From the line containing "Place one point per instance of the short" through the last line of the records below, output every line exactly, both ends included, except the pictures.
★ ★ ★
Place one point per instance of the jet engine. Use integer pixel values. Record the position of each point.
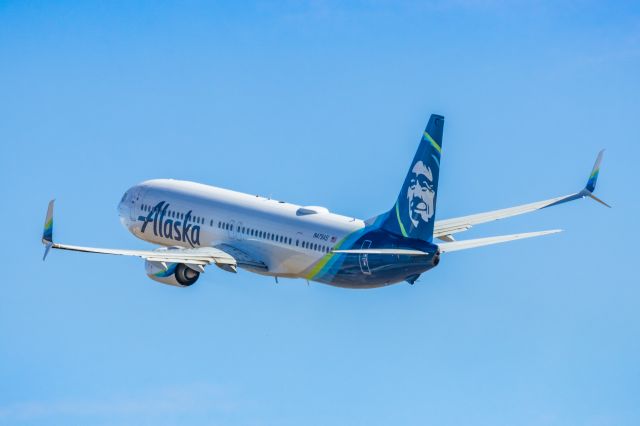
(177, 274)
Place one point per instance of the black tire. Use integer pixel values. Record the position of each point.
(186, 276)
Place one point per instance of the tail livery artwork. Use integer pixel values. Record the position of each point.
(197, 225)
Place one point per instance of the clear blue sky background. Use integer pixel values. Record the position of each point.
(321, 102)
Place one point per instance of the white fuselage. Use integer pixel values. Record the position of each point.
(287, 238)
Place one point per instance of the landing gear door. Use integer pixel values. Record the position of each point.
(364, 258)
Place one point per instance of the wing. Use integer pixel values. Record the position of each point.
(479, 242)
(444, 229)
(195, 258)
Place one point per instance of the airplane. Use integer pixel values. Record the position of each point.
(196, 225)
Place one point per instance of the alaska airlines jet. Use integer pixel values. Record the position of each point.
(197, 225)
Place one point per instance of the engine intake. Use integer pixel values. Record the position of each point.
(176, 274)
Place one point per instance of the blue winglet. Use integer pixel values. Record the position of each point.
(593, 179)
(47, 233)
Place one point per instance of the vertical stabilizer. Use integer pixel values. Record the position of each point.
(413, 214)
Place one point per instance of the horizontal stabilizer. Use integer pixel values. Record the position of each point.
(463, 245)
(384, 251)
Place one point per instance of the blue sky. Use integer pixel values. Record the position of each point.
(321, 103)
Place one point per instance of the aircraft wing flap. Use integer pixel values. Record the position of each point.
(242, 257)
(196, 256)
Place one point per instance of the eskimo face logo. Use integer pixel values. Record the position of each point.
(179, 230)
(420, 194)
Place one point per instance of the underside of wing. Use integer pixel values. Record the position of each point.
(479, 242)
(444, 229)
(195, 258)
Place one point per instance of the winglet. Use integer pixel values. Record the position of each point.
(593, 179)
(47, 233)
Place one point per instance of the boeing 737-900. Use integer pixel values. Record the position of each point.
(197, 225)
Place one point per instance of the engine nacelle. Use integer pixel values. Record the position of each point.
(177, 274)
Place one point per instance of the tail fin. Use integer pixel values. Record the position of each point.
(413, 215)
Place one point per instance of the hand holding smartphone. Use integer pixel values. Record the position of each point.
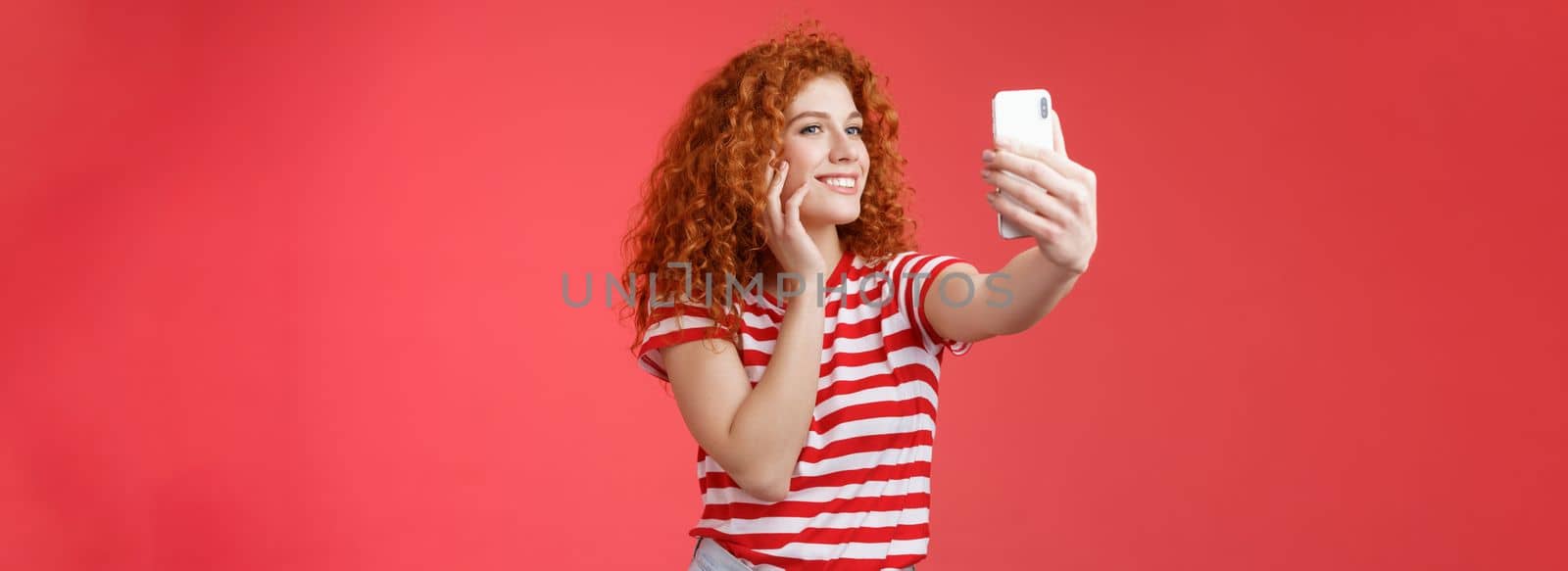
(1024, 117)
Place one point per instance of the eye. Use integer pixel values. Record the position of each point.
(807, 130)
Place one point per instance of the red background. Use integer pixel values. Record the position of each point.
(282, 286)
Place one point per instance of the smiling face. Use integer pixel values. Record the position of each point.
(823, 148)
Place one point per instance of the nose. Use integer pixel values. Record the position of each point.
(844, 149)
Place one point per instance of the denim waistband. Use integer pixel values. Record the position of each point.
(710, 555)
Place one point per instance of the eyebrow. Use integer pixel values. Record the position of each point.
(820, 115)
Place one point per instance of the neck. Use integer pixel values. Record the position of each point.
(828, 245)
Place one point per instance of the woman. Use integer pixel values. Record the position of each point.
(778, 294)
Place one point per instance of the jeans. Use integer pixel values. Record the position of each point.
(710, 555)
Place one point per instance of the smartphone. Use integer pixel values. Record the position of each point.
(1023, 115)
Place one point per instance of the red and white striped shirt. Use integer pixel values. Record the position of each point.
(861, 490)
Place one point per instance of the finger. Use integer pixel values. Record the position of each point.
(1032, 223)
(1031, 197)
(792, 213)
(1042, 174)
(1055, 159)
(775, 185)
(1055, 132)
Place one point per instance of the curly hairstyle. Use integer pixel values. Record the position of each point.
(705, 201)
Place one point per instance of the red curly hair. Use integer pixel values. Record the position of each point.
(705, 201)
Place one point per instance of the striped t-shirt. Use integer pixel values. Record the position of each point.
(861, 492)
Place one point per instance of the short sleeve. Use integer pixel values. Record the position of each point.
(914, 278)
(671, 326)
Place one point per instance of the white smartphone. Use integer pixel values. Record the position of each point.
(1023, 115)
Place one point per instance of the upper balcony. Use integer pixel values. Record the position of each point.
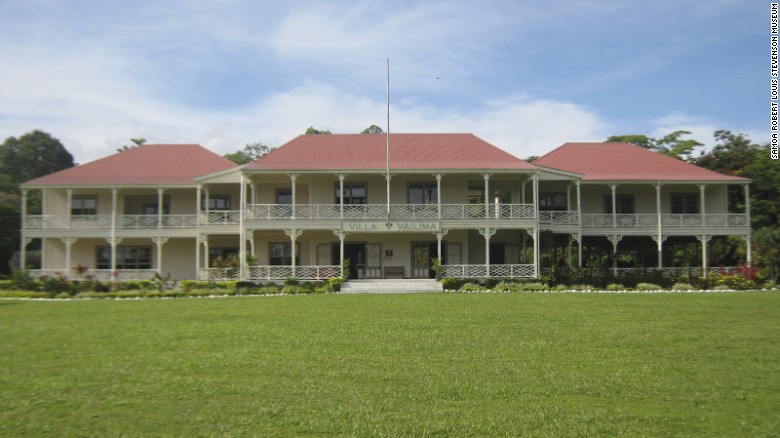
★ ★ ★
# ANSWER FOR THE TASK
Place one point per instance of the short sleeve. Use integer pixel values. Record the position of each point.
(914, 278)
(671, 326)
Place one point per instance of the white smartphone. Use integer pixel values. Record the position of each point.
(1023, 115)
Place one point per instance of the upper balcony. Use integer pixel values. Record the position of each point.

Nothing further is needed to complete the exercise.